◆ SUPPLIED TEXT

------------------------------

Mariusz Trynkiewicz (10 April 1962 – 9 January 2025) was a Polish serial killer and sex offender, also known as the Satan from Piotrków (Szatan z Piotrkowa). In the late 1980s, he worked as a physical education teacher. In July 1988, he was sentenced to death for the murder of four boys, which was later commuted to 25 years in prison.

During his military service, he kidnapped and raped a schoolboy, a military court sentenced him to one year of imprisonment with a two-year delay. A few weeks after this sentence, Trynkiewicz lured another boy into his home and molested him, and was sentenced to 1.5 years imprisonment, later the term was increased to 2.5 years.

On 4 July 1988, after his release from prison in connection with the care of his sick mother, Trynkiewicz lured 13-year-old Wojciech Pryczek into his apartment, strangled him, and then buried his corpse in the forest.

On 29 July 1988, Trynkiewicz lured 11-year-old Tomasz Łojek to his apartment and murdered him. He did the same to 12-year-old Artur Krawczyński and Krzysztof Kaczmarek. A few days later, he carried their bodies into the woods and set them on fire. Their bodies were later discovered by a mushroom forager.

------------------------------

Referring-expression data
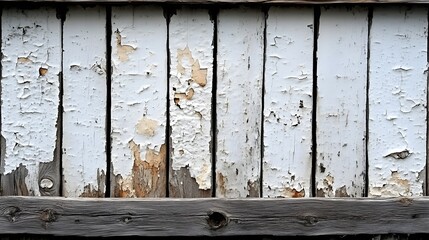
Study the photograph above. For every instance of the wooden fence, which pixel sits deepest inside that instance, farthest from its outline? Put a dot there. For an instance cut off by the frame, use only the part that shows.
(169, 101)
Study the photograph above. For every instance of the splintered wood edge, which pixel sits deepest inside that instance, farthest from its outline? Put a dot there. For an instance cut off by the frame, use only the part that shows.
(314, 2)
(88, 217)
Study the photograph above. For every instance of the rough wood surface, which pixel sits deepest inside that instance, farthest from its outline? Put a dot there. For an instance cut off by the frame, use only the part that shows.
(314, 2)
(239, 102)
(139, 101)
(84, 102)
(191, 53)
(397, 102)
(31, 65)
(288, 103)
(341, 102)
(212, 217)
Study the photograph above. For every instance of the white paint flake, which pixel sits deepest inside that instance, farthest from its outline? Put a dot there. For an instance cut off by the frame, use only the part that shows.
(239, 102)
(397, 97)
(191, 52)
(84, 101)
(288, 102)
(341, 102)
(31, 48)
(139, 88)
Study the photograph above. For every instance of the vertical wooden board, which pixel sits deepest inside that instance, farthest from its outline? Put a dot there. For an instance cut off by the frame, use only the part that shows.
(288, 103)
(191, 69)
(397, 102)
(31, 65)
(139, 101)
(84, 102)
(239, 102)
(341, 102)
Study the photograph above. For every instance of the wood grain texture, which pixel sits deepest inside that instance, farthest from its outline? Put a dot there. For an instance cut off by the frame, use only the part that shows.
(31, 67)
(398, 102)
(139, 101)
(84, 102)
(212, 217)
(313, 2)
(288, 103)
(191, 53)
(341, 102)
(239, 102)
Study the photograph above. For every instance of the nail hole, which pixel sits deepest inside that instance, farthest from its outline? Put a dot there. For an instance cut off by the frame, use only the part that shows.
(216, 220)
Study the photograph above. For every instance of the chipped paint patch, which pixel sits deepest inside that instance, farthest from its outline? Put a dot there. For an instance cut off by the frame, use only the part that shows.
(147, 127)
(122, 51)
(147, 174)
(293, 193)
(190, 102)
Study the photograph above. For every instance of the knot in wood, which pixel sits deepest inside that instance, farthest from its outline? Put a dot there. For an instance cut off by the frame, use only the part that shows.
(11, 213)
(216, 220)
(48, 215)
(46, 183)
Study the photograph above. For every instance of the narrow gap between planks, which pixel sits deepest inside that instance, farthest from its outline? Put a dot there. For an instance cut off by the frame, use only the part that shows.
(314, 113)
(366, 190)
(61, 13)
(167, 14)
(426, 185)
(108, 99)
(261, 177)
(214, 13)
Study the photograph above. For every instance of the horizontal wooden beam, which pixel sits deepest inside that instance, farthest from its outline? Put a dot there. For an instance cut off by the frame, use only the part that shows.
(313, 2)
(212, 217)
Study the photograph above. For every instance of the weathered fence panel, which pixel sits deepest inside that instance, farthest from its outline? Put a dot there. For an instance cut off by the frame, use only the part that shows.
(30, 97)
(191, 78)
(288, 103)
(139, 102)
(341, 102)
(239, 102)
(398, 102)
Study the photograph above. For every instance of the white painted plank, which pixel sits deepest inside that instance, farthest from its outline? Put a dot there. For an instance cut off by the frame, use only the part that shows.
(31, 65)
(341, 102)
(191, 54)
(397, 100)
(139, 100)
(239, 102)
(288, 103)
(84, 102)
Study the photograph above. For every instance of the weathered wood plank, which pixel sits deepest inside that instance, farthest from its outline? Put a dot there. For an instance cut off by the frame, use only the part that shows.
(341, 102)
(139, 102)
(397, 102)
(288, 103)
(239, 102)
(31, 66)
(84, 102)
(314, 2)
(212, 217)
(191, 53)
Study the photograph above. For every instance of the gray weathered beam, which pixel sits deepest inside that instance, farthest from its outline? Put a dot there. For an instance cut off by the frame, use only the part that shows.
(212, 217)
(229, 1)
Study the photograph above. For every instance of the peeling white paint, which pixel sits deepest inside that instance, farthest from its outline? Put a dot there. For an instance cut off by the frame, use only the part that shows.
(84, 99)
(239, 102)
(341, 102)
(31, 48)
(139, 86)
(191, 53)
(288, 103)
(398, 87)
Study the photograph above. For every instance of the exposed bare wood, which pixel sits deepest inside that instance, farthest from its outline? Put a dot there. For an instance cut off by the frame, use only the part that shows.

------------------------------

◆ DIRECTIONS FOR THIS TASK
Reproduce the portion of the passage on Mariusz Trynkiewicz that opens with the words containing "During his military" and closes with "a mushroom forager.". Nothing in the records is required for the work that follows.

◆ RESPONSE BELOW
During his military service, he kidnapped and raped a schoolboy, a military court sentenced him to one year of imprisonment with a two-year delay. A few weeks after this sentence, Trynkiewicz lured another boy into his home and molested him, and was sentenced to 1.5 years imprisonment, later the term was increased to 2.5 years.

On 4 July 1988, after his release from prison in connection with the care of his sick mother, Trynkiewicz lured 13-year-old Wojciech Pryczek into his apartment, strangled him, and then buried his corpse in the forest.

On 29 July 1988, Trynkiewicz lured 11-year-old Tomasz Łojek to his apartment and murdered him. He did the same to 12-year-old Artur Krawczyński and Krzysztof Kaczmarek. A few days later, he carried their bodies into the woods and set them on fire. Their bodies were later discovered by a mushroom forager.